Your task> Write out every entry, unchanged. Skip any picture.

Extracted records
##########

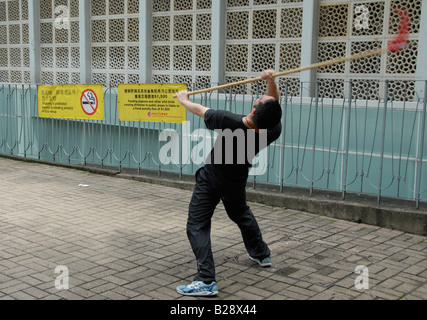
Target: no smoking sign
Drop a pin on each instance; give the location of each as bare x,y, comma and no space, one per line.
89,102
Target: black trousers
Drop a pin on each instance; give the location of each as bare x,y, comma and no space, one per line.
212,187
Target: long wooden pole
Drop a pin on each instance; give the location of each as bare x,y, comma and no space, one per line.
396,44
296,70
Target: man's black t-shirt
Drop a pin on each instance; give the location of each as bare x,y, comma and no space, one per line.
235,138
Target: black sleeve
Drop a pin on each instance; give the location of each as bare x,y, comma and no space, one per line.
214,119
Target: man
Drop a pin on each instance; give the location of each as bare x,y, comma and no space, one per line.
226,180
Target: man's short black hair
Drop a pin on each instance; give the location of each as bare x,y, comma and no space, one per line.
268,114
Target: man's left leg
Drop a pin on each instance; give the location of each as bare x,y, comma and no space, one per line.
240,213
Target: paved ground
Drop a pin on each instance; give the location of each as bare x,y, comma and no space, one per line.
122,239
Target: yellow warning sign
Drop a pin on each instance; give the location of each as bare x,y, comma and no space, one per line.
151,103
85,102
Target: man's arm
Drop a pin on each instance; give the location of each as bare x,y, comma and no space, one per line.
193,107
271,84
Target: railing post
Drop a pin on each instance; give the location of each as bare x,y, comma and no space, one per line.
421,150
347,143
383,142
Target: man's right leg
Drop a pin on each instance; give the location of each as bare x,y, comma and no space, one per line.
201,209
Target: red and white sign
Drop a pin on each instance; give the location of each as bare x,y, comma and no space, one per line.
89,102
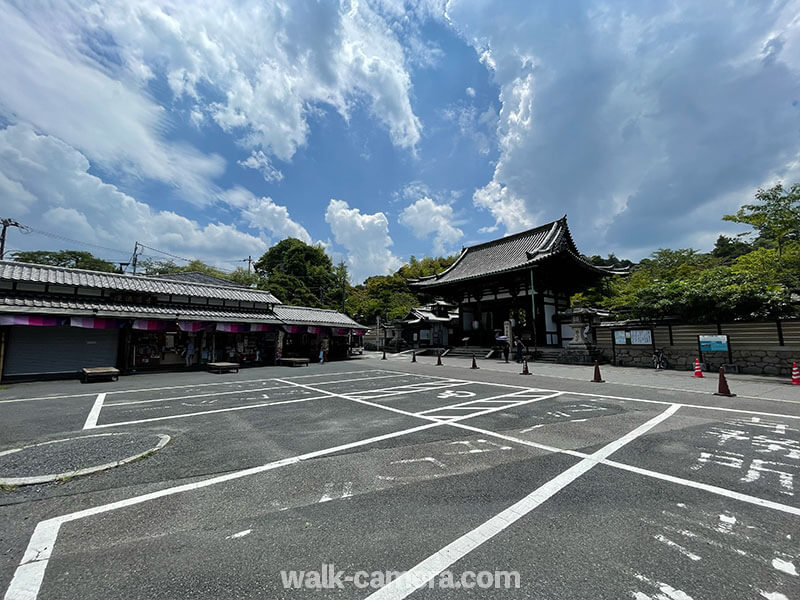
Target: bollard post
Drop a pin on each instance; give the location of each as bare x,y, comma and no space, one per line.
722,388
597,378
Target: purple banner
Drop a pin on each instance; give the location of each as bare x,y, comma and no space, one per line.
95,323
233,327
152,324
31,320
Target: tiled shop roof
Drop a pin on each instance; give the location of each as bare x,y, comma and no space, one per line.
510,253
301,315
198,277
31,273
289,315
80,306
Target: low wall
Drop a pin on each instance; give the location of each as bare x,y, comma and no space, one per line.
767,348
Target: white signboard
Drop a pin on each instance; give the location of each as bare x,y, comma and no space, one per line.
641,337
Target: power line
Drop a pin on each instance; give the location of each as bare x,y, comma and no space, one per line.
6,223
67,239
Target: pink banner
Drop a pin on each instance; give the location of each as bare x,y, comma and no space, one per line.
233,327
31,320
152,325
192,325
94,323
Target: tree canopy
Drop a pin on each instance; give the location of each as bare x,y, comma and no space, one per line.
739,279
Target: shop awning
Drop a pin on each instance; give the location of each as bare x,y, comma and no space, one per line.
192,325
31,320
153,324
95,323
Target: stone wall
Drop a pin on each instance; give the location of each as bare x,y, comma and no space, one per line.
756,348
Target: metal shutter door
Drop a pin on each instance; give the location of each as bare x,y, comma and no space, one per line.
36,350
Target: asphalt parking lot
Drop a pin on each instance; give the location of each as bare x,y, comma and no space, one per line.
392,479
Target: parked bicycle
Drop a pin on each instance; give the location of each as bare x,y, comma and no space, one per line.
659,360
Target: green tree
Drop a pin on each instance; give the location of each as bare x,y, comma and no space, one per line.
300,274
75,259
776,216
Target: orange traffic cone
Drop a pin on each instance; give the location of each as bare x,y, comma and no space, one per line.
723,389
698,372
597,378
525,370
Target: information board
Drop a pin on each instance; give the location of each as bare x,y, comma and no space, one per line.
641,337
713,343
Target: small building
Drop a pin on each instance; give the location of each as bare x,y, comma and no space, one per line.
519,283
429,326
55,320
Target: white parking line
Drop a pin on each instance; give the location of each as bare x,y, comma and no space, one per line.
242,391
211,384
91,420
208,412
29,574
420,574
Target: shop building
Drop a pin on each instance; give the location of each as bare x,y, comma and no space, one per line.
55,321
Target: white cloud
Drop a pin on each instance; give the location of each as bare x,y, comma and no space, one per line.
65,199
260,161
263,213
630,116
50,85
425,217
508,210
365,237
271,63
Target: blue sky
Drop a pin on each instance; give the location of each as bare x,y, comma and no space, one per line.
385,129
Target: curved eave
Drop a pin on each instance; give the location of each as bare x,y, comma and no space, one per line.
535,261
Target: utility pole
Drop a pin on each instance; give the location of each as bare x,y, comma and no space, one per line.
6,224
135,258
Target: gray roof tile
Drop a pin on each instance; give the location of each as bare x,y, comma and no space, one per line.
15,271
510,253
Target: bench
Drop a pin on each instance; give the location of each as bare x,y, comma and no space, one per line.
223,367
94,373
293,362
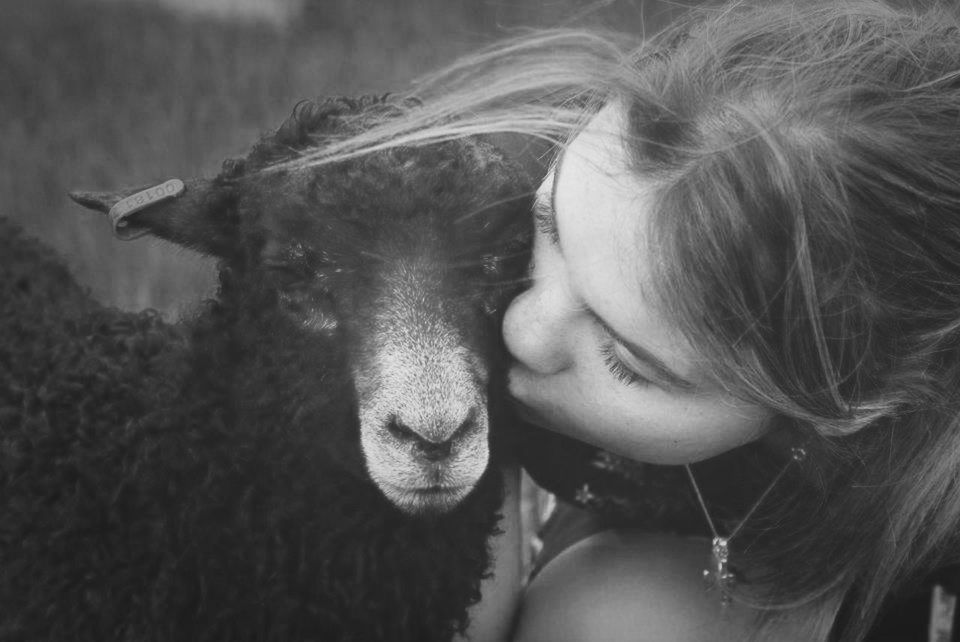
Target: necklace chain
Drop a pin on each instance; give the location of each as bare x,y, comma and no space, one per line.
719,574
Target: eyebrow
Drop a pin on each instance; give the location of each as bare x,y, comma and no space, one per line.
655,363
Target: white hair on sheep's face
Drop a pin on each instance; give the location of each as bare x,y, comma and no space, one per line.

##########

The output>
Target: no smoking sign
Drop a pin on each instance; give the location of each as bare x,y, comma and no space, one per line.
89,102
Target: black trousers
Drop a pin on each instance; give the location of each as bare x,y, comma and no space, one per line.
212,187
Target: long wooden pole
Drop a pin on each instance; give the location of each as bare x,y, comma and no space, one per line.
396,44
296,70
Target: man's black t-shirt
Drop a pin on each instance; give the location of each as bare x,y, comma and no space, one per line.
235,138
Target: black sleeve
Drop a pin on each instance; give the location of each as bare x,y, comma and no space, one per line.
214,119
Target: man
Drop a pin on each instance; give the location of each as bare x,y, comma and no space, one per line.
226,180
Target: man's short black hair
Drop a pin on each instance; give the location of each as bare x,y, comma and no space, one per line.
268,114
Target: man's left leg
Drop a pin on each instance; give the location of each as bare x,y, comma and no space, one per line.
240,213
Target: paved ground
Drop a pin on each instance; give the location of each as bare x,y, comma and no space, one per line.
122,239
Target: yellow warning sign
Drop a pin on each instance; give the location of each as bare x,y, comma and no space, one per line.
151,103
85,102
Target: man's arm
Drop a pin on each instance; give the location of each as bare x,y, comma and no space, one per line.
193,107
271,84
Target: railing post
Drop a pin on each instance; give the location of each as bare x,y, comma and no space, one per line.
421,150
347,143
383,142
Target: man's right leg
Drop a pin on each instance; give the location of each as bare x,y, comma and no space, one per line.
201,209
Target: red and white sign
Drop a pin on each instance; give the location of each as bare x,y, comma and no space, one per line.
89,102
Target: bollard post
Drop a pin on each instance; give the location of each as bare x,y, comma and no space, one per line.
722,388
597,378
Target: purple banner
Drop a pin on each instance; give the location of each as bare x,y, comma and no space, one per line.
95,323
233,327
152,324
31,320
Target: tiled shop roof
Drop a pin on each instance; give the location of each as bare x,y, comma and no space, one per line.
510,253
301,315
198,277
31,273
289,315
80,306
Target: low wall
Drop a pin on each instance; give the location of each as bare x,y, comma and no space, one per line.
767,348
Target: white signboard
Drop a pin on each instance; give the location of each as bare x,y, comma and no space, one per line.
641,337
Target: power line
Drop a pin on each instance; give the location of each as bare x,y, comma and no space, one per line.
6,223
67,239
Target: pink banner
Drop a pin on each instance; give the location of each as bare x,y, comma and no space, one per line.
233,327
31,320
152,325
192,325
94,323
Target: tree canopy
Drop a pin on each instance; give the location of each as bare x,y, comma and no space, one per line.
739,279
Target: shop awning
Drop a pin on each instance; give the location of each as bare x,y, comma and no space, one per line.
192,325
31,320
153,324
95,323
Target: stone wall
Drop a pin on each instance; give the location of each as bare x,y, comma and no space, one per line.
756,348
Target: metal shutter door
Drop a pin on each instance; give the location of each as bare x,y, comma and no space, one per line.
36,350
Target: asphalt parking lot
Drop a pin on each instance; give the location of each as bare x,y, comma and no space, one per line.
392,479
Target: parked bicycle
Drop a pin on each instance; give the location of each as bare x,y, comma and no space, one per line.
659,360
Target: green tree
Drop a pin on each instance; give the location of each as bare x,y, comma and no space, one per line.
300,274
75,259
776,216
Target: orange traffic cone
Drop a pin on each instance; give the location of each as bare x,y, comma and no space, one per line.
723,389
698,372
597,378
525,370
Target: information board
Drop a pin on each instance; give the location of each as bare x,y, comma and no space, one per line.
641,337
713,343
Target: small building
Drop a pin on each instance; give the location of each as bare x,y, comma and no space, one per line.
519,283
429,326
55,320
Target: white parking line
Drop a pin on each instance; give the location of each as bare x,y, comma and no space, one per line.
242,391
211,384
91,420
208,412
29,574
420,574
Target: shop building
Drop a pin on each instance; give the location of each as bare x,y, comma and no space, one per line.
55,321
Target: white cloud
Drop a pin on each instance; give the location of each as bare x,y, comma and no space, one per line.
65,199
260,161
263,213
630,116
50,85
425,217
508,210
365,237
271,63
Target: blue sky
Drop a pin on each instance; give the location of each as bare x,y, comma and no space, one per line.
385,129
Target: curved eave
Drop a pin on each instance; give the location of each as bare x,y, comma and no space, one per line.
535,261
Target: utility pole
Drop a pin on each instance; give the location of each as bare x,y, comma and no space, one per line.
6,224
135,258
Target: gray roof tile
Drop a pin on each instance; give the location of each as bare x,y, comma and no space, one per line.
15,271
510,253
Target: bench
Drop a pin on each instance; give the location of each as bare x,y, comma and no space, one per line.
223,367
94,373
293,362
Target: necklace chain
Drop a pin on each instance; give the location of each as bare x,y, comma and no space, one per line.
719,574
Target: eyebrow
Drop a pin on each instance; give the location of each as bare x,y, comma and no space, one per line.
655,363
Target: white hair on sheep's face
Drop a pin on each instance; give the location of each as bare x,y, comma and no space, one per line.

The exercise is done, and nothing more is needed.